### Selection

..............................

# Member of the Month April 2009 - MaidenManiac



## Jezlad (Oct 14, 2006)

MaidenManiac

This month we'd like to award MaidenManiac. He's a helpful poster and is active all over the site, to always seems to make constructive posts and goes out of his way to help people.



> *Real name:* Martin Larsson
> *Heresy Online user name:* MaidenManiac
> *Main Army:* Emperors Children(40k) Vampire Counts(Fantasy)
> *Location:* Borås Sweden
> ...


----------



## DarknessWithin (Jan 4, 2009)

Congrats on this great honour. Thanks for everything you've done for this wonderful site. :grin:
DarknessWithin


----------



## when in doubt shoot! (Oct 19, 2008)

Congratulations Maidenmaniac, you're a great asset to the site!


----------



## Zondarian (Nov 17, 2007)

Once again I have been cheated out of my rightful position as memeber of the month. But on a more serious note, Well Done MaidenManiac


----------



## squeek (Jun 8, 2008)

Congratulations MaidenManiac, well deserved!


----------



## MaidenManiac (Oct 2, 2008)

Its really nice to see that ones posts are appreciated. I am honoured!

Personally Id like to thank the staff and moderators for keeping this site running as smoothly as it is, you guys and gals are doing a really good job!
Thanks for providing a place where one can spend an hour or so to get by the average days of the week:biggrin:


----------



## keytag33 (Apr 20, 2008)

..............................

### Stored rows
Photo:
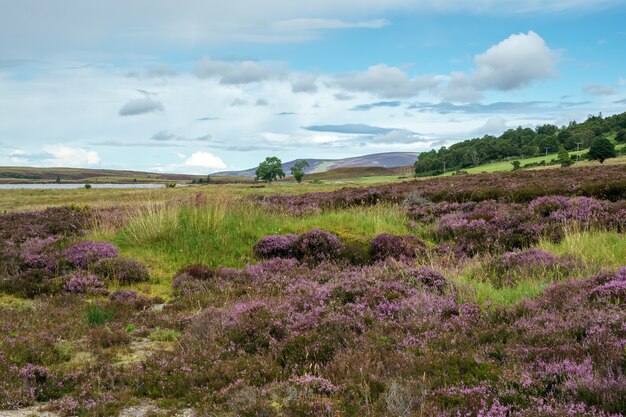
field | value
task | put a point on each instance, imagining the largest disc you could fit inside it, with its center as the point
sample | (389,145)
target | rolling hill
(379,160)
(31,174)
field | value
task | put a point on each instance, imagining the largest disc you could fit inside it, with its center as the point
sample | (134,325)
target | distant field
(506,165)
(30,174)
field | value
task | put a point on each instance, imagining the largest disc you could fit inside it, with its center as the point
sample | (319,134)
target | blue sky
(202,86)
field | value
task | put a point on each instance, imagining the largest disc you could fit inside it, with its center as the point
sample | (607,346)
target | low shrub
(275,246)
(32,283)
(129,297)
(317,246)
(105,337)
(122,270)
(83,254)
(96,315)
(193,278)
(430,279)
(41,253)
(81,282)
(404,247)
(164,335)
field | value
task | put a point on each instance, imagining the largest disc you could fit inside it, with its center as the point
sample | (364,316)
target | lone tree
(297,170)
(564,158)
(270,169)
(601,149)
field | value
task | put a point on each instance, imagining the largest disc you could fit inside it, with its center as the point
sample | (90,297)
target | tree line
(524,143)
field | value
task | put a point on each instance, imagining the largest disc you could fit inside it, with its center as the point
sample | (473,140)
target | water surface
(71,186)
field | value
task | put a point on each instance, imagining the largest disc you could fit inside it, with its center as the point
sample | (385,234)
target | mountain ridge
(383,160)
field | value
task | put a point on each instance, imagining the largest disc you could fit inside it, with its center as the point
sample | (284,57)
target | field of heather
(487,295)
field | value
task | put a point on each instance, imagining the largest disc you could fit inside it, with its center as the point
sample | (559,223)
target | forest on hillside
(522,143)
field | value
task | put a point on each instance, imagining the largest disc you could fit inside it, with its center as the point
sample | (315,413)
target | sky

..............................

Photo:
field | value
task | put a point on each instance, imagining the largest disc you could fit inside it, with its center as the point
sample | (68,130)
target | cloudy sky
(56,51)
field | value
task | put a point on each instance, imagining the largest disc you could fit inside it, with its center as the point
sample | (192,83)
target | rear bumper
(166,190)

..............................

### Written problem
Please carry on the Member of the Month thread, starting right after its last line. The listing isn't needed for anything here.

### Task output
Congrats MaidenManic well deserved!!!k::so_happy:

As for an NHL team might I suggest the Oilers :wink:


----------



## Red Corsairs (Jun 8, 2008)

Congratulations MaidenManiac! Congratulations indeed for a well deserved award!


----------



## Vaz (Mar 19, 2008)

Bout time you were recognised Maiden  Huge Congrats mate!


----------



## Svartmetall (Jun 16, 2008)

Congratulations! Always nice to see someone who appreciates decent metal


----------



## Dusty's Corner (Aug 25, 2008)

Congratulations dude. Have a cuppa on me.
All the best,
Dusty


----------



## Crimzzen (Jul 9, 2008)

congrats man, well deserved!


----------



## Chaosftw (Oct 20, 2008)

Gratz Maiden!!!

Well deserved! keep up the great work!

Cheers,

Chaosftw


----------



## Syph (Aug 3, 2008)

Well done MM. I always enjoy reading your posts whether in Fantasy or News and Rumours. Thoroughly deserved.


----------



## TattooedGreenMan (Nov 4, 2008)

Congrats Maiden Maniac. Thanks for contributing so much.:clapping:


----------



## Proccor (Apr 20, 2009)

gratz MaidenManias, you definitely deserved this one!


----------



## BDJV (Dec 15, 2008)

Congratulations MaidenManiac!


----------



## MaidenManiac (Oct 2, 2008)

keytag33 said:


> As for an NHL team might I suggest the Oilers :wink:


Haha I should have seen that one coming, maybe not Oilers but some other team

Thanks alot folks:king:


----------



## gwmaniac (Sep 1, 2008)

Congrats, MaidenManiac, you really deserve it! Best of luck to you on being Member of the Year, and keep up the good work!


----------



## bishop5 (Jan 28, 2008)

Maiden! Maiden! Maiden! 

Congrats and well done for having such good taste in music


----------



## Goldinu (Jun 9, 2009)

Congratuations


----------



## MaidenManiac (Oct 2, 2008)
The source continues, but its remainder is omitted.